*** PASSAGE FOR REVIEW ***

OJL: Let’s talk a little about you now. How could you introduce yourself?
Anne-Cerise: I am a designer with an architectural and a scientific backgrounds. I like to combine art and mathematics. I even need it. It’s what makes me feel whole. As far back as I can remember, mathematics were one of my first entertainments (along with drawing). It is a game for me and I still regularly do exercises and solve mathematical puzzles for my pleasure. For me, the roses windows of the cathedrals are as much geometric (and therefore mathematical) shapes as they are drawings. In the same way, I am fascinated by Art Nouveau which wanted to be “total art”. Particularly in architecture. I am also nourished by pop culture. Very young, I took pleasure in escaping, in seeking freedom. Freedom, first of all as an escape from reality, through novels, games, fantasy in all its forms. And, now that I have embraced this philosophy, freedom is like a milestone for my life choices. Freedom and respect for the individual are essential to me.

OJL: You love mathematics… Even although it was a nightmare for many students. Can you tell us more?

*** End of PASSAGE FOR REVIEW ***
*** PROVIDED INFORMATION ***

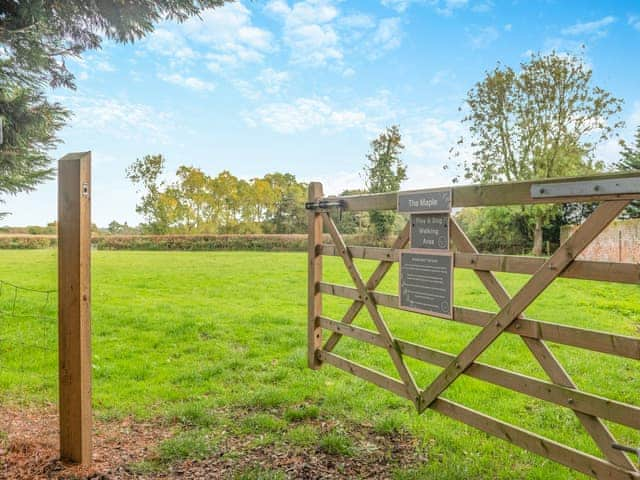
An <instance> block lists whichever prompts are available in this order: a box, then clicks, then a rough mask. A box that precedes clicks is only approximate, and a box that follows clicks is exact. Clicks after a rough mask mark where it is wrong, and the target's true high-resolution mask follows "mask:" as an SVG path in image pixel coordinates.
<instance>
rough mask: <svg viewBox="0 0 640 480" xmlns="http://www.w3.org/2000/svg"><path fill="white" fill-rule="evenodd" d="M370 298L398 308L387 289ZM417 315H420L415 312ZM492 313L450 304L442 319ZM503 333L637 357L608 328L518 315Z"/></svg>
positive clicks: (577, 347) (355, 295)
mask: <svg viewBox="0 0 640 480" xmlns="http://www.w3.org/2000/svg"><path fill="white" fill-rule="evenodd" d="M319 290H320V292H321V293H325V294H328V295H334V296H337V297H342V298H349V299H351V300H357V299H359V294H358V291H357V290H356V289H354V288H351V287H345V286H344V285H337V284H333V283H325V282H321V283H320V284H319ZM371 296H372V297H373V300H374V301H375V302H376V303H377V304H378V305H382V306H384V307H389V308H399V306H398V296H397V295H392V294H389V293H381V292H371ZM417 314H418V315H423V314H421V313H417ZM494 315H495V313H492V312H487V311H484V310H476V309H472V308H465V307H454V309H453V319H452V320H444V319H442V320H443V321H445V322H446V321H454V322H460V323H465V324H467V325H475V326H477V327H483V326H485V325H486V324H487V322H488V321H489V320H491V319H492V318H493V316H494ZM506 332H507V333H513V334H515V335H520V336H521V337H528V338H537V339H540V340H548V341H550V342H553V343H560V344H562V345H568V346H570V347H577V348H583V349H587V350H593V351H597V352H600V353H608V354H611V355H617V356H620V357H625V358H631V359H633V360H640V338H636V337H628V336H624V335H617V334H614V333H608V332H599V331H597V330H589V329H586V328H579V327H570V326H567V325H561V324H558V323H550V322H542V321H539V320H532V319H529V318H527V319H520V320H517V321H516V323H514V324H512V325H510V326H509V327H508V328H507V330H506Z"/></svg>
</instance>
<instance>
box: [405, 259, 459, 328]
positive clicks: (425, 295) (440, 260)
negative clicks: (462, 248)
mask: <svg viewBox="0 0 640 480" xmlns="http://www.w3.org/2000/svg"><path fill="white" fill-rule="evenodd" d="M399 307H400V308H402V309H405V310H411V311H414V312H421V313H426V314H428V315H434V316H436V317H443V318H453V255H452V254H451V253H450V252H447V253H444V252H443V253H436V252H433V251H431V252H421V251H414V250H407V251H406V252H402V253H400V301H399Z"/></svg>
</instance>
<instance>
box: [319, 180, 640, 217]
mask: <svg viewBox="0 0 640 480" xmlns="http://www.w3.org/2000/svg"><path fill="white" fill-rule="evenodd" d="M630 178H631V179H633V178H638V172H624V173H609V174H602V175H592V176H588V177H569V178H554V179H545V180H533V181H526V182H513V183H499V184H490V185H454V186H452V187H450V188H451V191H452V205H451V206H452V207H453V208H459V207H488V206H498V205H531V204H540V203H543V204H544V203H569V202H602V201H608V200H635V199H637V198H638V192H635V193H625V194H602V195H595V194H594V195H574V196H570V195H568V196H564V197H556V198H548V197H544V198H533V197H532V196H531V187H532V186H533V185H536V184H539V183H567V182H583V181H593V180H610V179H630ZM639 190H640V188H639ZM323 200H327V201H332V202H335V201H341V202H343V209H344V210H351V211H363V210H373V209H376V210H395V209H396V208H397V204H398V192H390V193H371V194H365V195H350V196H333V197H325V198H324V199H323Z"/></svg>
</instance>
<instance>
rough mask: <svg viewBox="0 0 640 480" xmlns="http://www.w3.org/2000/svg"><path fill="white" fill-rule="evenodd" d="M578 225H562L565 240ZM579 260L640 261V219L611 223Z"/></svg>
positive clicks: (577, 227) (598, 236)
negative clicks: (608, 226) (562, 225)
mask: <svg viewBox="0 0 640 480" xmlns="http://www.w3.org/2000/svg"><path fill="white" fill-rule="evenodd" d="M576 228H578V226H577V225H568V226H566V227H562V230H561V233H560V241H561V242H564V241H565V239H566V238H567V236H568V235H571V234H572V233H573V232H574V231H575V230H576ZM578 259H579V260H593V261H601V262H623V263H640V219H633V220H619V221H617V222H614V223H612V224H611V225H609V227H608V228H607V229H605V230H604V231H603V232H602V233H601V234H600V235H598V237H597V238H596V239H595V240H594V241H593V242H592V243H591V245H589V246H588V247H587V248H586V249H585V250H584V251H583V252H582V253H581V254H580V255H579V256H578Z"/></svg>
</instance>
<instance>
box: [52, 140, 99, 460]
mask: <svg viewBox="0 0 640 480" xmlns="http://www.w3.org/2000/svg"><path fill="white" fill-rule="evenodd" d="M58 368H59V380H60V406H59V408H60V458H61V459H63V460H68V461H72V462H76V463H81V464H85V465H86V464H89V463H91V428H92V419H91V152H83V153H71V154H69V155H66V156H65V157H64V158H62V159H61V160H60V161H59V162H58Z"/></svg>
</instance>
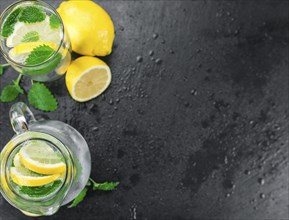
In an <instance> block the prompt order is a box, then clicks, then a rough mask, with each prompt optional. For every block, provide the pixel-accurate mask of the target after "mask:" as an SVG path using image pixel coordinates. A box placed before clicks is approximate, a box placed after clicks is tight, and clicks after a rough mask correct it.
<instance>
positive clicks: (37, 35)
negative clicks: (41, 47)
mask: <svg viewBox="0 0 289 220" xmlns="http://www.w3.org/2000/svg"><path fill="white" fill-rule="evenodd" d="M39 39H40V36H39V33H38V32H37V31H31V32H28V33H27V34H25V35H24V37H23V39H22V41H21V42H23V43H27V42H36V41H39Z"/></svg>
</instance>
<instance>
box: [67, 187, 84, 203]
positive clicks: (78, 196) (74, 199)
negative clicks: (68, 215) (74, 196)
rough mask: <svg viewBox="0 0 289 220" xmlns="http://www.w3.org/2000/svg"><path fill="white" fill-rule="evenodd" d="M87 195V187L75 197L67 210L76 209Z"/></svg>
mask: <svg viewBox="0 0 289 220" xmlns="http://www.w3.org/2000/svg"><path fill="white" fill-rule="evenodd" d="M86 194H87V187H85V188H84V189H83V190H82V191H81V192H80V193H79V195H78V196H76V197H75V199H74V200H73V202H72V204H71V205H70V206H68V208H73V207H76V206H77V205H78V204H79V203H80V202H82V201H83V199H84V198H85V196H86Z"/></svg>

*** End of PROVIDED INFORMATION ***
*** PROVIDED INFORMATION ***

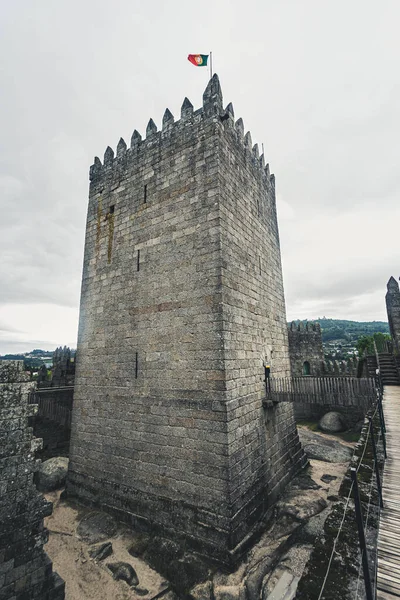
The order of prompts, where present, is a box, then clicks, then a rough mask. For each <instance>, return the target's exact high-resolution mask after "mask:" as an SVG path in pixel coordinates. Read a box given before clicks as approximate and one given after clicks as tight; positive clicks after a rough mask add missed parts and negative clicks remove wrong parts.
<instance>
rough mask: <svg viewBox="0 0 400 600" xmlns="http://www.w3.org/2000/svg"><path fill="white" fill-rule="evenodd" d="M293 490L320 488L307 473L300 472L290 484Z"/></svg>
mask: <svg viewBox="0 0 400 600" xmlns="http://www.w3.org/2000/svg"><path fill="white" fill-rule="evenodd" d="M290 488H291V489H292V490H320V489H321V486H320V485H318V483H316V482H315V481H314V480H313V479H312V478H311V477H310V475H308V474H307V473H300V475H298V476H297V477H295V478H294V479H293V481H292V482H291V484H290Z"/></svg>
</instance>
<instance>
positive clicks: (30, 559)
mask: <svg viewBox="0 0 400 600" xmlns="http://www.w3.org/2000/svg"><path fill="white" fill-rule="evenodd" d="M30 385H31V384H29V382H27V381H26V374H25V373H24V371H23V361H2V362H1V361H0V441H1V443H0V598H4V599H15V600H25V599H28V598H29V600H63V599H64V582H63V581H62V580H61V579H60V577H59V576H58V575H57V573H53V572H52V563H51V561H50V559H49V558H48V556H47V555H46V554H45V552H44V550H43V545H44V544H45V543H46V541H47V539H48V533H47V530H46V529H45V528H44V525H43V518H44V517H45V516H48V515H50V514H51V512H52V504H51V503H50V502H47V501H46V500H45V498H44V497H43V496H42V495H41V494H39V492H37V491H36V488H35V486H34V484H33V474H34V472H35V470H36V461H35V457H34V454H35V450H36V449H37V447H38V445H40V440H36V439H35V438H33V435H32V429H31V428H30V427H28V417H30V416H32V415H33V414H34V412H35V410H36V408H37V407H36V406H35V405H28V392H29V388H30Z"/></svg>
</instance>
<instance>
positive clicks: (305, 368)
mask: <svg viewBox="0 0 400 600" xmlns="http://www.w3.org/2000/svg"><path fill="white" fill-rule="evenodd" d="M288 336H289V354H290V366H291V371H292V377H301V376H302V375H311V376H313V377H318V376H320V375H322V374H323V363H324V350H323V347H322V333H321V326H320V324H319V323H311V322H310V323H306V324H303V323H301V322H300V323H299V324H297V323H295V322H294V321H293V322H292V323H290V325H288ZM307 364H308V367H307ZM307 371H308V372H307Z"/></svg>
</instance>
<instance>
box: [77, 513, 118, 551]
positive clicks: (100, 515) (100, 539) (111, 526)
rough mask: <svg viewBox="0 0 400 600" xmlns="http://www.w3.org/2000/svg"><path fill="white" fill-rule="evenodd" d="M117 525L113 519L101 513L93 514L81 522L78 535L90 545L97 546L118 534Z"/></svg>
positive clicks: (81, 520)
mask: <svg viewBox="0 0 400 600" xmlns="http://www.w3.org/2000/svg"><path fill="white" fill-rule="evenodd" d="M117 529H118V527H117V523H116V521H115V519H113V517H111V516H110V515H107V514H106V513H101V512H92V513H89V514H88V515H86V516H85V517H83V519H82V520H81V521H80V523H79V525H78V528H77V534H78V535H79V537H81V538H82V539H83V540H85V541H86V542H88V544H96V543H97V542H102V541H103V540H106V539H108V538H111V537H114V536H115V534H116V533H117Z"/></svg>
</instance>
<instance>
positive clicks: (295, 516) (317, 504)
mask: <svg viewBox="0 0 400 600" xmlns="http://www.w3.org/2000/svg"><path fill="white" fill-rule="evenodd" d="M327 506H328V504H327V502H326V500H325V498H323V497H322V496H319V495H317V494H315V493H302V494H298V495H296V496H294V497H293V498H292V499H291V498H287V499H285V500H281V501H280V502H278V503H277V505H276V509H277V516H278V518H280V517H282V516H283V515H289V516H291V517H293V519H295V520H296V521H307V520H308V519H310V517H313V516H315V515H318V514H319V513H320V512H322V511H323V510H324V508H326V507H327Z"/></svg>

*** End of PROVIDED INFORMATION ***

- DESCRIPTION OF THE TASK: Reproduce the interview excerpt with Anne-Cerise in full, word for word.

- TASK OUTPUT:
OJL: Let’s talk a little about you now. How could you introduce yourself?
Anne-Cerise: I am a designer with an architectural and a scientific backgrounds. I like to combine art and mathematics. I even need it. It’s what makes me feel whole. As far back as I can remember, mathematics were one of my first entertainments (along with drawing). It is a game for me and I still regularly do exercises and solve mathematical puzzles for my pleasure. For me, the roses windows of the cathedrals are as much geometric (and therefore mathematical) shapes as they are drawings. In the same way, I am fascinated by Art Nouveau which wanted to be “total art”. Particularly in architecture. I am also nourished by pop culture. Very young, I took pleasure in escaping, in seeking freedom. Freedom, first of all as an escape from reality, through novels, games, fantasy in all its forms. And, now that I have embraced this philosophy, freedom is like a milestone for my life choices. Freedom and respect for the individual are essential to me.

OJL: You love mathematics… Even although it was a nightmare for many students. Can you tell us more?